[Collected data entries]
● ● ● ●

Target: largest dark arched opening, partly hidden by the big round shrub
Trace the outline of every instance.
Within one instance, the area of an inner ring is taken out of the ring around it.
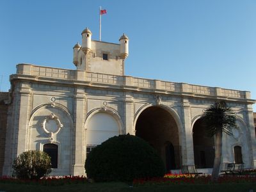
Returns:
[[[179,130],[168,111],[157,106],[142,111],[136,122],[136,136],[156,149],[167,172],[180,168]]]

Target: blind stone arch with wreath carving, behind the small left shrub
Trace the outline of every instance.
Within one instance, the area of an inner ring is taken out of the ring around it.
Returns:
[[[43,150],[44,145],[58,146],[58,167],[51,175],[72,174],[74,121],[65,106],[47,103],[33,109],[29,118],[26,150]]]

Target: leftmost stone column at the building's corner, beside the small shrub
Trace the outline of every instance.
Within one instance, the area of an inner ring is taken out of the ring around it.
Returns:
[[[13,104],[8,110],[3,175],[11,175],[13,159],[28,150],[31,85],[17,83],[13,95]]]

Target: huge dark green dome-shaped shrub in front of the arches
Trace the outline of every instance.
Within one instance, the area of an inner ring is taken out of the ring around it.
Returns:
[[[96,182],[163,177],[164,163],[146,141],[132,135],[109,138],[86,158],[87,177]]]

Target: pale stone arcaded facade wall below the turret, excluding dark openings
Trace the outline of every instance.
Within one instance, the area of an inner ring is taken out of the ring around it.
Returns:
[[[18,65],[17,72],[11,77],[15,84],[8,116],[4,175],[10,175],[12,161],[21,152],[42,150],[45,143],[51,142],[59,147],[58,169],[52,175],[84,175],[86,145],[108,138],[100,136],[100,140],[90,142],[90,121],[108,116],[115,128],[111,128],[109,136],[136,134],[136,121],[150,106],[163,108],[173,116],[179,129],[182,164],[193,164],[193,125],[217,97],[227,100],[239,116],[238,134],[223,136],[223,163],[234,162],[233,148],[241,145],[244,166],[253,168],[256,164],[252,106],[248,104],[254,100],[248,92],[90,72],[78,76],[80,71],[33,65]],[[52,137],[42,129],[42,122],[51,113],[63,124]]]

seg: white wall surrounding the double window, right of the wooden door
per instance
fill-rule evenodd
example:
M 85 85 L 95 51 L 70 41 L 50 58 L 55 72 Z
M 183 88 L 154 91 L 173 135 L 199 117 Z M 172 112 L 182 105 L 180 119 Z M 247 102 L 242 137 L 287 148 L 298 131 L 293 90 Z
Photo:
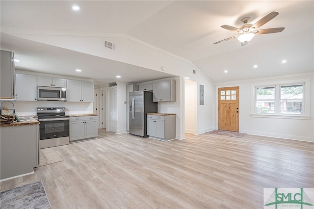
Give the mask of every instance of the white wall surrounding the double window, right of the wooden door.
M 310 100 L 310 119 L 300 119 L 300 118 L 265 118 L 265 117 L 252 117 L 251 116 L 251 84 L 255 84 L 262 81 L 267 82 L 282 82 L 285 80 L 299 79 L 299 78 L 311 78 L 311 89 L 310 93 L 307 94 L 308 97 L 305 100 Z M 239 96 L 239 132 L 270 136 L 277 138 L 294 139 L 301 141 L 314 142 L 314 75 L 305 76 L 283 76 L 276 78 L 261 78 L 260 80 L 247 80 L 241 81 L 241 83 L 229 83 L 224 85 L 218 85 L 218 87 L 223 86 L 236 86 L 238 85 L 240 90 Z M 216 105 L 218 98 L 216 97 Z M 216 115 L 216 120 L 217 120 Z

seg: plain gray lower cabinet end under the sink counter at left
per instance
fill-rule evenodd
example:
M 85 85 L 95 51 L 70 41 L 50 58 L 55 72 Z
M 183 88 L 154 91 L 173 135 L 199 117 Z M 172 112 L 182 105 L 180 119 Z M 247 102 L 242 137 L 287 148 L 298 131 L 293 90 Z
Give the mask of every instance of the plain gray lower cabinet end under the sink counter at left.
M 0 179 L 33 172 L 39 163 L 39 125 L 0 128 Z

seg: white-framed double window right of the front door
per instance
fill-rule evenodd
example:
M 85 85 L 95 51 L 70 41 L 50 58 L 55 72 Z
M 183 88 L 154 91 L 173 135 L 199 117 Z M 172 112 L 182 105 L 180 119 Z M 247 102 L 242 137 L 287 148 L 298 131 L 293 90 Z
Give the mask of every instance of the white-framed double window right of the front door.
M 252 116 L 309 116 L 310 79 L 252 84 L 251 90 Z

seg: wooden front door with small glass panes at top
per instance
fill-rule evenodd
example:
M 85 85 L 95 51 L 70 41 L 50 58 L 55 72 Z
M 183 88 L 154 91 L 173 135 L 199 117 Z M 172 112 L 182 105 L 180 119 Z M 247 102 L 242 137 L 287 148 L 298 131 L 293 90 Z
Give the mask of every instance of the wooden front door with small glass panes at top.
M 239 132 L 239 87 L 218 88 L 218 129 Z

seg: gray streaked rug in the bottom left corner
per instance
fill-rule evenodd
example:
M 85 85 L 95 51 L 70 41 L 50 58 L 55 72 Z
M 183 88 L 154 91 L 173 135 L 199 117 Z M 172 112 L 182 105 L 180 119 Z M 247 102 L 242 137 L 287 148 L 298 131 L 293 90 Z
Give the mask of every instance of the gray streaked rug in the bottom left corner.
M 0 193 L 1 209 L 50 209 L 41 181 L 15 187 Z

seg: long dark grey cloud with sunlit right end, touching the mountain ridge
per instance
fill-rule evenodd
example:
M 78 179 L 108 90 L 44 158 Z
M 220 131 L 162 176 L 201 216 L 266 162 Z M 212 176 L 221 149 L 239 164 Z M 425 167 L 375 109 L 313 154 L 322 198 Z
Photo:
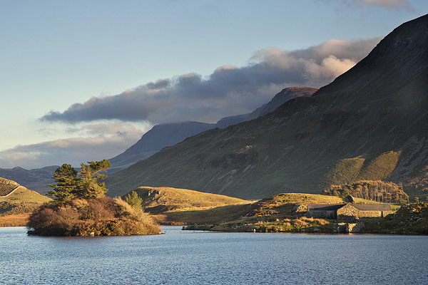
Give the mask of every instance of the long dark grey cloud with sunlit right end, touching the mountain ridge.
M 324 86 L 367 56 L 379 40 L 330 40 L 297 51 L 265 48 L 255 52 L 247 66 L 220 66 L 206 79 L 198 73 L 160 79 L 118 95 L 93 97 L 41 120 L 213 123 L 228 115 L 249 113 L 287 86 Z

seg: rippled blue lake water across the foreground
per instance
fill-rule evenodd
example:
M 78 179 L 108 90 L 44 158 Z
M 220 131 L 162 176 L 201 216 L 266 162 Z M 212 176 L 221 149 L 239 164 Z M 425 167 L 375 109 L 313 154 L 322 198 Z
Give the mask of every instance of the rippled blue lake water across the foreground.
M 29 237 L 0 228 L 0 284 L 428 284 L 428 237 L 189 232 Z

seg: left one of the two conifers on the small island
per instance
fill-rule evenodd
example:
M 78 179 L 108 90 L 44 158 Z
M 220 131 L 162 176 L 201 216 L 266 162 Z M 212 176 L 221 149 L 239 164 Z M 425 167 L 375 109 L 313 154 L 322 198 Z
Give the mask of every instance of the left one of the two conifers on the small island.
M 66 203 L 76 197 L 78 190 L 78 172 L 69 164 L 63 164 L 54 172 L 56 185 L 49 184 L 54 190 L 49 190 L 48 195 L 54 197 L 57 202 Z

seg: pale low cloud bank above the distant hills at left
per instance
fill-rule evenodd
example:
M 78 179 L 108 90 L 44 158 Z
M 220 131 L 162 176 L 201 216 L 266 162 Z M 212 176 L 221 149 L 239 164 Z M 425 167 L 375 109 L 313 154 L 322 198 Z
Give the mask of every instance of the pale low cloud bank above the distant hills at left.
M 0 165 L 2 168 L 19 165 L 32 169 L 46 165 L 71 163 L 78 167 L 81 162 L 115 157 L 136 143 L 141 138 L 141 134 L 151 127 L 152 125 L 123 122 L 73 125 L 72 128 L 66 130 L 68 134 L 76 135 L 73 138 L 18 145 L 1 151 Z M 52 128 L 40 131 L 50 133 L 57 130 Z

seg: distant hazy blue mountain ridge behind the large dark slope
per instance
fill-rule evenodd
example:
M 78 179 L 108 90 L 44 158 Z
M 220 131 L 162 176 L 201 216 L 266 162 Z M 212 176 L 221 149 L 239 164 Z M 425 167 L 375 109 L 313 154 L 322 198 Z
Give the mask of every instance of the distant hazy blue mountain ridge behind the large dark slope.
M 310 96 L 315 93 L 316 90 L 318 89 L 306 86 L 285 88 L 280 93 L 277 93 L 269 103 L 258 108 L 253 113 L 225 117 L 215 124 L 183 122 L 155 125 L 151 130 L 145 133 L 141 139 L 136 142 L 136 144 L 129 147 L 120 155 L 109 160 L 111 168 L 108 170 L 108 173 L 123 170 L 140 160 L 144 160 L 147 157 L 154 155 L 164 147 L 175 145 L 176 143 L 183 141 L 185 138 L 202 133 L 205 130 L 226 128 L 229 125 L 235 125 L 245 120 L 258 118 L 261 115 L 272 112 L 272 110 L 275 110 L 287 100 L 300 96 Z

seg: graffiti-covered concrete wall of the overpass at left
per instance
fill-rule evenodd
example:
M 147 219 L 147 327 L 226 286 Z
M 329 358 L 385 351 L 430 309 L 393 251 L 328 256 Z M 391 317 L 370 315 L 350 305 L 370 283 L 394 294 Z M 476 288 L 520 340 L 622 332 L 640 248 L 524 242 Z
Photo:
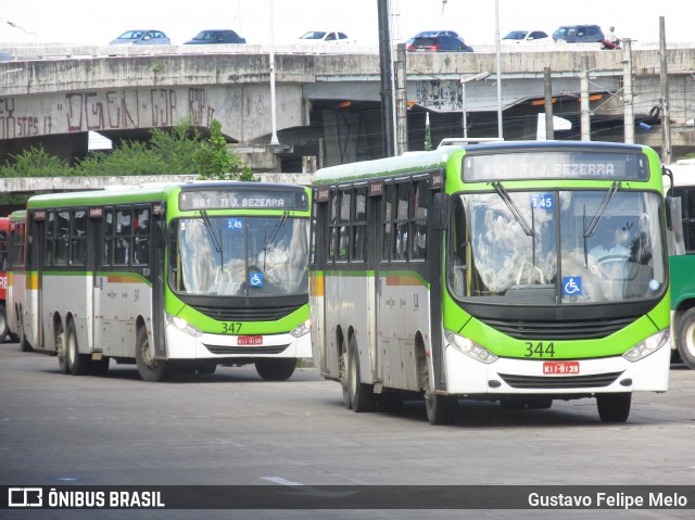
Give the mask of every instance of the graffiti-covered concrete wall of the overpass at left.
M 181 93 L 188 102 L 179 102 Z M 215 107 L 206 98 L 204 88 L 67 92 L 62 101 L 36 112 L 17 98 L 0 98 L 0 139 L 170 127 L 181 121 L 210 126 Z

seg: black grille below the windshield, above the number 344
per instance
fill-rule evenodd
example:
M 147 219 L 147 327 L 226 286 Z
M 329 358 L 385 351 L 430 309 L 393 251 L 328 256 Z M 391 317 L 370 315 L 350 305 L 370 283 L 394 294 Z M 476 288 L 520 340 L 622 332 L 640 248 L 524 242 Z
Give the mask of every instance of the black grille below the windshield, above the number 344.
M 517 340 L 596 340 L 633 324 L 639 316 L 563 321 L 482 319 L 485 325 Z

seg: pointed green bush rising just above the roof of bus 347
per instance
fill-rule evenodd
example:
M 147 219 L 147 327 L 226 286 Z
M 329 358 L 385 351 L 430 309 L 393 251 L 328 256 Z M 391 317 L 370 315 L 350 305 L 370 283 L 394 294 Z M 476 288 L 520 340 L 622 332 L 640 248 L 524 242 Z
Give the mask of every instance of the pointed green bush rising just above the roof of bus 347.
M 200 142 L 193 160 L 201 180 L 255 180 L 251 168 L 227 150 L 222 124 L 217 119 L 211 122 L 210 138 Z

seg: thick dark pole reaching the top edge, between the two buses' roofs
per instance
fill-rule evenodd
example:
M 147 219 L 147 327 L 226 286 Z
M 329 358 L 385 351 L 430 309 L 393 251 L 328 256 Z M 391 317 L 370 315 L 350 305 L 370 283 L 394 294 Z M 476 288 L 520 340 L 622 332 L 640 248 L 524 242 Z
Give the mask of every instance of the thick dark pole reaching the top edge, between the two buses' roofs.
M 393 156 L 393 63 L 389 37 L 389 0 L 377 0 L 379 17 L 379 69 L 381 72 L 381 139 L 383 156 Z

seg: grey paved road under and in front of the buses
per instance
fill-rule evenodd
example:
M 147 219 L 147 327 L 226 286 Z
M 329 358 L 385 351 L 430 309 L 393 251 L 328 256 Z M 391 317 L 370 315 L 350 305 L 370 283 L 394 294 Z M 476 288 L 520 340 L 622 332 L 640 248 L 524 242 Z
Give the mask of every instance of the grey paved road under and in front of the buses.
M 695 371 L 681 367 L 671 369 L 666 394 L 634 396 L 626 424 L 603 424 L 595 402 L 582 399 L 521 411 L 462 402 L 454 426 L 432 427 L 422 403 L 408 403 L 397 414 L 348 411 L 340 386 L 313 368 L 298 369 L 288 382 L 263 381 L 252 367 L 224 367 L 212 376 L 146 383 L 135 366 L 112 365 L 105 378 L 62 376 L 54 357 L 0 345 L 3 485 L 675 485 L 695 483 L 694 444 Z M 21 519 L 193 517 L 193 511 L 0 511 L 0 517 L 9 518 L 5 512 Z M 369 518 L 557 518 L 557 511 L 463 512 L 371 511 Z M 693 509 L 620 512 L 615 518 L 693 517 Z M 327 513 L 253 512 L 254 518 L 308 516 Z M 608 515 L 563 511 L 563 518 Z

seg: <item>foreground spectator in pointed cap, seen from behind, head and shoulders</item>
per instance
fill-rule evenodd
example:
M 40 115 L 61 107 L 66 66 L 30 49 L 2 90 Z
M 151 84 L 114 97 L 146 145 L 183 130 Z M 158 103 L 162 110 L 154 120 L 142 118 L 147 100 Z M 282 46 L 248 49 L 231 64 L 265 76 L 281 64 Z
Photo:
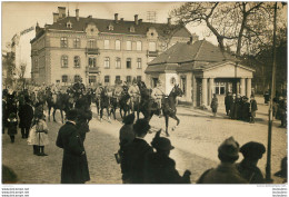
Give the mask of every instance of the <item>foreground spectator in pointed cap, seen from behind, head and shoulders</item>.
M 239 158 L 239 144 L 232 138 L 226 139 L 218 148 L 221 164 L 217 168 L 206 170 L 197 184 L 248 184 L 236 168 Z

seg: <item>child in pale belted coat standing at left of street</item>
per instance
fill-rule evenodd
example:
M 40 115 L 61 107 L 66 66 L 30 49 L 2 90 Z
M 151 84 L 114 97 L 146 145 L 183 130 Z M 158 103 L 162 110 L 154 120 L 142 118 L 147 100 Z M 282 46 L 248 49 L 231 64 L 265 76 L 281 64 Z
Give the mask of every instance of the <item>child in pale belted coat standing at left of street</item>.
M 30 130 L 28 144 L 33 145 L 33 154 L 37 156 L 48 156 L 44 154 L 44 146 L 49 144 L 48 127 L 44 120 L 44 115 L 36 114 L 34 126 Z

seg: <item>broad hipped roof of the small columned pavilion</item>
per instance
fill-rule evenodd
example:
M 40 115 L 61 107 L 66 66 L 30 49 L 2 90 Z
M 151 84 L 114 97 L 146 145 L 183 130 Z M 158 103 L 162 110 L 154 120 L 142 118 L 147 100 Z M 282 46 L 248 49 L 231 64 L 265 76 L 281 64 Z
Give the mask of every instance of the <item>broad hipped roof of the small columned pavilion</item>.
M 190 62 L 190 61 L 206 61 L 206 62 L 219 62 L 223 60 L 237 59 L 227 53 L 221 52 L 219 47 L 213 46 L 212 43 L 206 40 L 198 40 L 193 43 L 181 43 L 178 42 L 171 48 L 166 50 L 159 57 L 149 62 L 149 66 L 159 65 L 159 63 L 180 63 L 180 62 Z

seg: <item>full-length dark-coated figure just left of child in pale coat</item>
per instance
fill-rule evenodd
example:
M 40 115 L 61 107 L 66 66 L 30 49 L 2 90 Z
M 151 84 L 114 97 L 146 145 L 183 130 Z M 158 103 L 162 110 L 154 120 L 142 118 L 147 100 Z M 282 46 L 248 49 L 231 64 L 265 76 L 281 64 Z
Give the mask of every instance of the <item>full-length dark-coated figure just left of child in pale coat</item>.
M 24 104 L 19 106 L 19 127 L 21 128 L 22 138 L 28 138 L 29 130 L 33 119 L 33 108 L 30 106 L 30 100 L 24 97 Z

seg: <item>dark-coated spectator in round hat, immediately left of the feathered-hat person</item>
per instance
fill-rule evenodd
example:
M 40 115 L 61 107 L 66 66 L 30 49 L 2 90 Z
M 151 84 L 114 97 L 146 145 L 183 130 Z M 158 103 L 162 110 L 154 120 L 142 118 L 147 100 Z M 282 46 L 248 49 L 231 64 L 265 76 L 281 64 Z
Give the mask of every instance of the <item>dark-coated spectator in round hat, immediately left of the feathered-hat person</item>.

● ● ● ●

__To do__. Where does the string "shrub" occur in the data above? Copy every line that holds it.

__Solved exercise__.
Target: largest dark arched opening, partly hidden by the big round shrub
Target: blind stone arch with wreath carving, behind the small left shrub
Target: leftmost stone column at the building's corner, beside the small shrub
Target: huge dark green dome-shaped shrub in front of the arches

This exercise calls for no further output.